* **MATERIAL PROVIDED**

- - - - -

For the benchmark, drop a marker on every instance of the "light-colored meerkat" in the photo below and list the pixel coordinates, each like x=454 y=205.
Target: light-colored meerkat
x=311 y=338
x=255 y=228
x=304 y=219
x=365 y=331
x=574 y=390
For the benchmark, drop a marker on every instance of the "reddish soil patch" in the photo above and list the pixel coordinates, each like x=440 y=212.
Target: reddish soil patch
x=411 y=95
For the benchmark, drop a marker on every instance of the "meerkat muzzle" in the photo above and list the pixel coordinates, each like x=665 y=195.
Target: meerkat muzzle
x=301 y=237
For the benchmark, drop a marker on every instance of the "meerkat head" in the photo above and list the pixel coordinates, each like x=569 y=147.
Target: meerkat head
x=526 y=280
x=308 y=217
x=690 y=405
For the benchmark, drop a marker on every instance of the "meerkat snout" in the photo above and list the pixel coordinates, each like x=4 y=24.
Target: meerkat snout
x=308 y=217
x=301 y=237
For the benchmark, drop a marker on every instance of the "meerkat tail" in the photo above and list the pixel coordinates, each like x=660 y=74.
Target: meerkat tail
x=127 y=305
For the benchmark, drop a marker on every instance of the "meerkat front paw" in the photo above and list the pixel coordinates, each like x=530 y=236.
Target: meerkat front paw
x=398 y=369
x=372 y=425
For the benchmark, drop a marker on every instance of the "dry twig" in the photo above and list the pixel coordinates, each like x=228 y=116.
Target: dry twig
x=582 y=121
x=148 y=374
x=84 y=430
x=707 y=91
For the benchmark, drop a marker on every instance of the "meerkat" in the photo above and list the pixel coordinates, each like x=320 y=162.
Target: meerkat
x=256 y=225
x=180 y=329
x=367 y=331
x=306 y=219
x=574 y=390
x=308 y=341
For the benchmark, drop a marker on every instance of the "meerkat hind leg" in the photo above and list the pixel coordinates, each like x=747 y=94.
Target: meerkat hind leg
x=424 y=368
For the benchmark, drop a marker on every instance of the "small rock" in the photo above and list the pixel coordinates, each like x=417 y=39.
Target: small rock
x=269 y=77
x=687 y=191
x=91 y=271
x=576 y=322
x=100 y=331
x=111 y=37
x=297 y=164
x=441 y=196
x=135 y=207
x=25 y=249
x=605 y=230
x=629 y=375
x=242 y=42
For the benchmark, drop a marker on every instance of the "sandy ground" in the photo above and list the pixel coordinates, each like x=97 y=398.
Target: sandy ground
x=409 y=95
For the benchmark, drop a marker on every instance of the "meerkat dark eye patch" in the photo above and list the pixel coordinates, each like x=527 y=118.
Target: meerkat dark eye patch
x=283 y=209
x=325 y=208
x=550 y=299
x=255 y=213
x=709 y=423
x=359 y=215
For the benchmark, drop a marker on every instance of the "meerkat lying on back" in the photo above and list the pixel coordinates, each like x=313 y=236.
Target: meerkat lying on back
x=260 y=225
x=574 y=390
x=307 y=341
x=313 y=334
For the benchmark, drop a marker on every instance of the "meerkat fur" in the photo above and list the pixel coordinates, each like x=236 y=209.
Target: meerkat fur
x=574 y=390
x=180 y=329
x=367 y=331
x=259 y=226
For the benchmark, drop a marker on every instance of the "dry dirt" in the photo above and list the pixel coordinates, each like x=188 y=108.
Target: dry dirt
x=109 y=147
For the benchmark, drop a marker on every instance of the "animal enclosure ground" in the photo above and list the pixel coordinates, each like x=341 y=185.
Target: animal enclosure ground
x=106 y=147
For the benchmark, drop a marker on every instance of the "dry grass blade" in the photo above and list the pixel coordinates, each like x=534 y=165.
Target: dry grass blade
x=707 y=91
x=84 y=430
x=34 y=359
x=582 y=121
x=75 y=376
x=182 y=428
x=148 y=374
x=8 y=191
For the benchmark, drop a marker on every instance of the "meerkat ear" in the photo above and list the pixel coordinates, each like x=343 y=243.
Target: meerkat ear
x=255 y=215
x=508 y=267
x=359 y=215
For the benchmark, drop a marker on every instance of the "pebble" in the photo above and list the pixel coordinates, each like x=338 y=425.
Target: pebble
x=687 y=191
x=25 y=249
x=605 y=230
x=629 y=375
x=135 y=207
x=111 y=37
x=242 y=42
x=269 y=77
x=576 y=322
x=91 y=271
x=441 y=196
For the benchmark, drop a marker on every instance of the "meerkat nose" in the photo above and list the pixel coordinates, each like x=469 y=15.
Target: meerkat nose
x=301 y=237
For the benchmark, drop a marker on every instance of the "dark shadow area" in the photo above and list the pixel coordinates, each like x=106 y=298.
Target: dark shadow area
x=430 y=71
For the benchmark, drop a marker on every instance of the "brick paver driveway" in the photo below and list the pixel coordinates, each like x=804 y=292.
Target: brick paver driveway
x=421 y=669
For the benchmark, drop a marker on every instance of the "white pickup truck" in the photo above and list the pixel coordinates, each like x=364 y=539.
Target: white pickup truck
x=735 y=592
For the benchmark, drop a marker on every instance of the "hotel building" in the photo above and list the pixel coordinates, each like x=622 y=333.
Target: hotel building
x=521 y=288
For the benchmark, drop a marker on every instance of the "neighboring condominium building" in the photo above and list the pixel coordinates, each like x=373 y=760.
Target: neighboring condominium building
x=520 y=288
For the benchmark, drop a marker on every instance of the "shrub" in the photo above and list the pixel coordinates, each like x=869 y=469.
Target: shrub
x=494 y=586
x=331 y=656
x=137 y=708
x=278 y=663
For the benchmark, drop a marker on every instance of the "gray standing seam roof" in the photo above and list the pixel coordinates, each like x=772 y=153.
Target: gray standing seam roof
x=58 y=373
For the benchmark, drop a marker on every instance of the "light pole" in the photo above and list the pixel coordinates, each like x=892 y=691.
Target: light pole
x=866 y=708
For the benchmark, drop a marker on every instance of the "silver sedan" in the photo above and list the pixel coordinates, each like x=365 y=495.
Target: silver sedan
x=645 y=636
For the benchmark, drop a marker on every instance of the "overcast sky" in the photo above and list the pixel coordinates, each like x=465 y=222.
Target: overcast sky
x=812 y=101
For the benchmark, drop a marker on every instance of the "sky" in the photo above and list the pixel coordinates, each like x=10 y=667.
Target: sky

- - - - -

* **TASK DESCRIPTION**
Starting at the line that contains "like x=440 y=212." and ending after the line that contains "x=308 y=341", express that stretch of the material as a two-column CSV with the headers "prompt" and "result". Give one row per item, with its text and its answer each in a single quoted field and all line breaks replaced by spaces.

* **EXERCISE SOLUTION**
prompt,result
"For the benchmark, drop a marker on every instance of the ""reddish soil patch"" in the photo above and list the pixel coordinates, each like x=440 y=212. Target: reddish soil patch","x=411 y=95"
"For the benchmark, drop a marker on every instance of the ""meerkat muzzle"" in the photo above and list the pixel coordinates, each like x=665 y=195. Target: meerkat muzzle","x=301 y=237"
"For the benchmark, drop a marker on every instance of the ""meerkat head"" in the photo above and list the pixel coordinates, each like x=569 y=147. Target: meerkat head","x=526 y=280 x=308 y=217 x=690 y=405"
"For the benchmark, drop a marker on every instance of the ""meerkat snout"" in the photo above and list the pixel coordinates, each like x=4 y=24. Target: meerkat snout","x=308 y=217 x=301 y=237"
"For the benchmark, drop a marker on every instance of the ""meerkat tail"" in the photo above and list the pixel coordinates, each like x=660 y=74. Target: meerkat tail","x=127 y=305"
"For the benchmark, drop a marker on every instance of the ""meerkat front paw"" in the photo above and list the pixel coordinates, each like x=530 y=236. Target: meerkat front paw","x=398 y=369 x=372 y=425"
"For the benchmark, drop a marker on every instance of the ""dry twig"" in the photo above and list the pixel coordinates, each like x=228 y=116. Target: dry twig","x=582 y=121 x=148 y=374 x=84 y=430 x=707 y=91"
"For the benchmark, drop a marker on every instance of the ""meerkat"" in the photo above and list the pixel coordinates, each like x=320 y=162. Target: meerkat","x=256 y=225 x=180 y=329 x=367 y=331 x=306 y=219 x=574 y=390 x=308 y=341"